Given exercise - Copy every one of these rows word for word, leaving nothing out and changing nothing.

(Stored entries)
---+---
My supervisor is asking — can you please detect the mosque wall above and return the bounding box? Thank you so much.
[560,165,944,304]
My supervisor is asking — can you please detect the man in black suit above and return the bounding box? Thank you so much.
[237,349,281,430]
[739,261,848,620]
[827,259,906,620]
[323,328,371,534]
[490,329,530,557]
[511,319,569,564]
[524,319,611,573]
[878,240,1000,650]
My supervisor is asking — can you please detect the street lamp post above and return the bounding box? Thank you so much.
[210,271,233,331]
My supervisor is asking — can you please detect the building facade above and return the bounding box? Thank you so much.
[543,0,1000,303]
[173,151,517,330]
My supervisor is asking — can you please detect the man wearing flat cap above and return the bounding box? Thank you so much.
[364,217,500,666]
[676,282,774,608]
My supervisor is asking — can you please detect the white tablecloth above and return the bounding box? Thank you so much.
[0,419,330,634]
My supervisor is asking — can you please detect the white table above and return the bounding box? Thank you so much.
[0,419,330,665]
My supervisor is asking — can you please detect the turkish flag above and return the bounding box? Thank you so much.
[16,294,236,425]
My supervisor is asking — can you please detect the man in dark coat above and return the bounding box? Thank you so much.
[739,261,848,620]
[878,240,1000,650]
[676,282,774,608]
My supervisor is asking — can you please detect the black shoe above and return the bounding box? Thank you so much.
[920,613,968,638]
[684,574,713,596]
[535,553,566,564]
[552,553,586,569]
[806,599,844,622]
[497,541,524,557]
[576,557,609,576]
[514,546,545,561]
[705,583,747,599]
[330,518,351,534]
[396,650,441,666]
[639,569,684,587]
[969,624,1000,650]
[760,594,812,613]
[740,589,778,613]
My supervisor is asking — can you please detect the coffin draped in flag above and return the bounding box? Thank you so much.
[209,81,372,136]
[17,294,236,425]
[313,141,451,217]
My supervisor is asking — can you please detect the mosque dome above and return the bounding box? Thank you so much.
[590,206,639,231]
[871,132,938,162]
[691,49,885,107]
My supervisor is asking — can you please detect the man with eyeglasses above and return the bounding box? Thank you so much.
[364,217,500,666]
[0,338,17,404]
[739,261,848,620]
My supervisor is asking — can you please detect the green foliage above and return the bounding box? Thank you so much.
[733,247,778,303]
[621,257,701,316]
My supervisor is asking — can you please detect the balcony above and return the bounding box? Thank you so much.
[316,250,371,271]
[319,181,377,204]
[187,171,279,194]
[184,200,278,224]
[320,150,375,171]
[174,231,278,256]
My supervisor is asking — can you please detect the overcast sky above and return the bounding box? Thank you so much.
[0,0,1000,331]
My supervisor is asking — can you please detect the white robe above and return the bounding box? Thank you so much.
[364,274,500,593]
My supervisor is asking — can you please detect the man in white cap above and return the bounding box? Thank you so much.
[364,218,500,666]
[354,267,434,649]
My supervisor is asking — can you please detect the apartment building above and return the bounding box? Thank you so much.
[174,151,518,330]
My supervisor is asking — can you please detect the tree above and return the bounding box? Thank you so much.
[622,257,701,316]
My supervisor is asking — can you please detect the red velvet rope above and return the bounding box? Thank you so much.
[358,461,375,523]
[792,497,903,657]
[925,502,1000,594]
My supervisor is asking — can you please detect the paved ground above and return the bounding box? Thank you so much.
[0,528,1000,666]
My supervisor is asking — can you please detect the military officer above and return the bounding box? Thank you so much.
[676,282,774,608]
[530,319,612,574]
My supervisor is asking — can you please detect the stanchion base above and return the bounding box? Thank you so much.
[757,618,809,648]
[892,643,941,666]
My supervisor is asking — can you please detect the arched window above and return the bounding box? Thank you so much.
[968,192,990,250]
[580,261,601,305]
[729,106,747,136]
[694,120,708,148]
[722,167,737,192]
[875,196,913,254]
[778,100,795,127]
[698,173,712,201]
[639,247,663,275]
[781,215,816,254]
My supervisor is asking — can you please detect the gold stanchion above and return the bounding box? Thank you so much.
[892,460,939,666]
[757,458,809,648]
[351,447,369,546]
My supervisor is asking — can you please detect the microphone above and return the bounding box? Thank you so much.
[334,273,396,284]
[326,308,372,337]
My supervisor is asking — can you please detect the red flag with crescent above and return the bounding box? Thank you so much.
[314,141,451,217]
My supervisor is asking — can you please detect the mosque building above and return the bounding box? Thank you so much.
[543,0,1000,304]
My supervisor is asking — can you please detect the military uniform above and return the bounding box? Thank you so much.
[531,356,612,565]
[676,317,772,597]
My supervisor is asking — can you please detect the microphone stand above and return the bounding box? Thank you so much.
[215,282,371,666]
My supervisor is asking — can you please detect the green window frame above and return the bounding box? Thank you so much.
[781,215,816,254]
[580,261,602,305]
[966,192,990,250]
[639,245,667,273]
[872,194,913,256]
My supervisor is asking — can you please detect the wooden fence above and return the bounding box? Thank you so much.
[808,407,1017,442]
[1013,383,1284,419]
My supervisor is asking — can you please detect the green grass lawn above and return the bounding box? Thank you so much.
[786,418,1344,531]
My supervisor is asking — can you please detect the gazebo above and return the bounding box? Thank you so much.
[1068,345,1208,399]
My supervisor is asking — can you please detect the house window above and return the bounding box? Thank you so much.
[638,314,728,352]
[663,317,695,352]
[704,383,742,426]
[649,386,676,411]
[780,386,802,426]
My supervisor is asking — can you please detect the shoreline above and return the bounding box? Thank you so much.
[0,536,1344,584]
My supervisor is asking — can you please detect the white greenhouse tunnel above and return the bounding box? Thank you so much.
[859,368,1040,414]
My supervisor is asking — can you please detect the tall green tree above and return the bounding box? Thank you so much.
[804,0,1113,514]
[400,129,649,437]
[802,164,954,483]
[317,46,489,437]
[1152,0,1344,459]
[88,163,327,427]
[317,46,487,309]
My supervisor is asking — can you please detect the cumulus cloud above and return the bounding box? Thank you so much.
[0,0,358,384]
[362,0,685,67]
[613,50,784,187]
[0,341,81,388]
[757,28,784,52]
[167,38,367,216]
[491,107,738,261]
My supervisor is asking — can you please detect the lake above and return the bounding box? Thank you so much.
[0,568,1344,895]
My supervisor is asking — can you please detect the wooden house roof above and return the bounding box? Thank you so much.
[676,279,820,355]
---+---
Task output -
My supervisor is asking — can you please detect the mosque wall above and return the bounding box? Thank you so much.
[560,165,944,304]
My supervisor is asking — can you please detect the man in black suit above and return the bounding box? Thank you so much.
[237,349,281,430]
[739,261,848,620]
[827,259,906,620]
[323,328,371,534]
[490,329,530,557]
[511,319,569,564]
[524,319,611,573]
[878,240,1000,650]
My supervisor is asking — can you please detect the street lamp post above and return the bounding box? Thank you so much.
[210,271,233,331]
My supervisor is asking — can you please detect the building facade above and return the bounding box? Thank you so much.
[543,0,1000,303]
[173,151,517,330]
My supervisor is asking — can you please detect the man wearing flat cap above and return the bounding box? Thank you so much.
[364,217,500,666]
[676,282,774,608]
My supervisor is asking — can you please detect the white tablecloth above and return the bounding box? Thank you so much.
[0,419,330,634]
My supervisor is asking — can you please detect the white table above and return the bounding box? Thank you so much.
[0,419,330,665]
My supervisor is asking — can you please detect the turkish flag above and return the bounding box? Thank you so much.
[16,294,236,425]
My supervisor is asking — can you please detect the man in dark coat above and return the bounding box? Thank you so much.
[739,261,848,620]
[878,240,1000,650]
[676,282,774,608]
My supervisor is asking — can you please detect the black shoe above and return the bounding box? Thank you so much.
[920,613,968,638]
[684,574,713,596]
[535,553,566,564]
[552,553,586,569]
[806,599,844,622]
[497,541,524,557]
[576,557,609,576]
[514,546,545,561]
[705,583,747,599]
[330,518,351,534]
[396,650,441,666]
[639,569,684,587]
[969,624,1000,650]
[760,594,812,613]
[740,589,778,613]
My supervisor is asking — can you please detect the coffin draped in flag above and return the bounding box? Thank you so much.
[209,81,372,136]
[17,294,236,425]
[313,141,451,217]
My supervisor is asking — can you please detect the mosque dome above and return the bounding box? Thank you so much.
[590,206,639,231]
[871,132,938,162]
[691,49,885,107]
My supervisor is asking — can you please detect the man with eyeglasses above and return the bounding box? Thank you so much.
[364,217,500,666]
[0,338,17,404]
[739,261,848,620]
My supervisor is asking — can you please detect the green foliage above and return the bounding box? Thank you so much.
[733,247,778,303]
[621,257,701,316]
My supervisor is asking — can you please detect the balcony above and return the bounding box? Thank you so much.
[316,250,371,271]
[319,181,377,204]
[187,171,279,194]
[184,200,278,224]
[320,150,375,171]
[174,231,278,256]
My supervisor is asking — can you please detect the overcast sky above and return the bounding box? Thank you so much.
[0,0,1000,331]
My supervisor is asking — can you please detect the white robe above and return the bounding box? Thank you so much.
[364,274,500,593]
My supervisor is asking — can you please detect the man in white cap above and return the bounding box? Thank you so much.
[364,218,500,666]
[354,267,434,649]
My supervisor is asking — can you please detect the apartment building above and return the bounding box? Thank you so much.
[174,151,518,330]
My supervisor is asking — can you please detect the tree above and return the bounding box? Thank you so much.
[622,257,701,316]
My supervisor is asking — can you please detect the red velvet rope above and return the bounding box? Thank you so much.
[358,461,375,523]
[792,497,903,657]
[925,502,1000,594]
My supervisor is asking — can you please detect the paved ground above and return the bounding box? Thank you so much.
[0,528,1000,666]
My supervisor is asking — can you please detect the military officer above and return the bounding box? Thank you so much.
[676,282,774,608]
[530,319,612,574]
My supervisor is asking — can you please detect the stanchion base above and return the bounding box? Thank you so much.
[757,618,809,648]
[892,643,941,666]
My supervisor is asking — can you please detect the arched window above and return the bounding box? Thank you so much.
[968,192,990,250]
[580,261,601,305]
[729,106,747,136]
[694,120,708,148]
[722,167,737,192]
[875,196,913,254]
[778,100,795,127]
[698,173,712,201]
[639,247,663,275]
[781,215,816,254]
My supervisor is asking — can you please detect the gold stanchion above and return the bounding box? Thank you so much.
[892,460,939,666]
[757,458,809,648]
[351,447,369,546]
My supervisor is asking — can you please detect the microphone above and return the bounding box? Thank you so much.
[334,273,396,284]
[326,308,372,337]
My supervisor is asking — can you please detect the red flag with crescent above and return the bounding box? Thank you so much.
[314,141,451,217]
My supervisor is asking — can you please detect the mosque building above and return the bounding box? Thank you so much.
[543,0,1000,304]
My supervisor is asking — can you please detect the military uniform above and return the bounding box? Thank you so much.
[531,356,612,565]
[676,317,772,597]
My supervisor is asking — can you please detect the microphone stand above and return the bounding box? Thank you so much.
[215,282,371,666]
My supervisor is asking — can you please detect the green window frame above and return the bounding box? Thank you so much.
[781,215,816,254]
[580,261,602,305]
[966,192,990,250]
[639,245,667,273]
[872,194,913,256]
My supervisor is asking — can you please detect the wooden fence above and return the bounding box? Thank you so much.
[808,407,1017,442]
[1013,383,1284,419]
My supervisor is asking — can you please detect the green grass lawn above and return the bounding box? Thank you so much.
[786,418,1344,531]
My supervisor is asking — can you please detect the gazebo above and return the bounding box? Thank you so much.
[1068,345,1208,399]
My supervisor is asking — can you please detect the house window above and return the bounding box? Thank you so much.
[638,314,728,352]
[663,317,695,352]
[704,383,742,426]
[649,386,676,411]
[780,386,802,426]
My supervisor is asking — can you please detect the shoreline above and return the bounding box? Thank you so much.
[0,536,1344,584]
My supervisor is asking — can you please detect the white greenhouse tunnel above and return the bounding box? Thank you so much.
[859,368,1040,414]
My supervisor is asking — can you please detect the tall green tree above and return the bounding box? Thank you so much.
[804,0,1113,514]
[400,129,649,437]
[802,164,954,483]
[317,46,489,437]
[1152,0,1344,459]
[88,163,327,427]
[317,46,487,309]
My supervisor is asking — can you please detect the cumulus cloud above and return the bounding box? Thank you so much.
[0,0,358,384]
[362,0,685,67]
[613,50,784,187]
[0,341,81,388]
[757,28,784,52]
[167,38,367,216]
[491,107,738,261]
My supervisor is asking — can you please detect the lake above and return the bounding box? Thank you so much.
[0,568,1344,895]
My supervisor is asking — can you please detect the wooden house roof above and return the bounding box? Thank you so much.
[676,279,820,355]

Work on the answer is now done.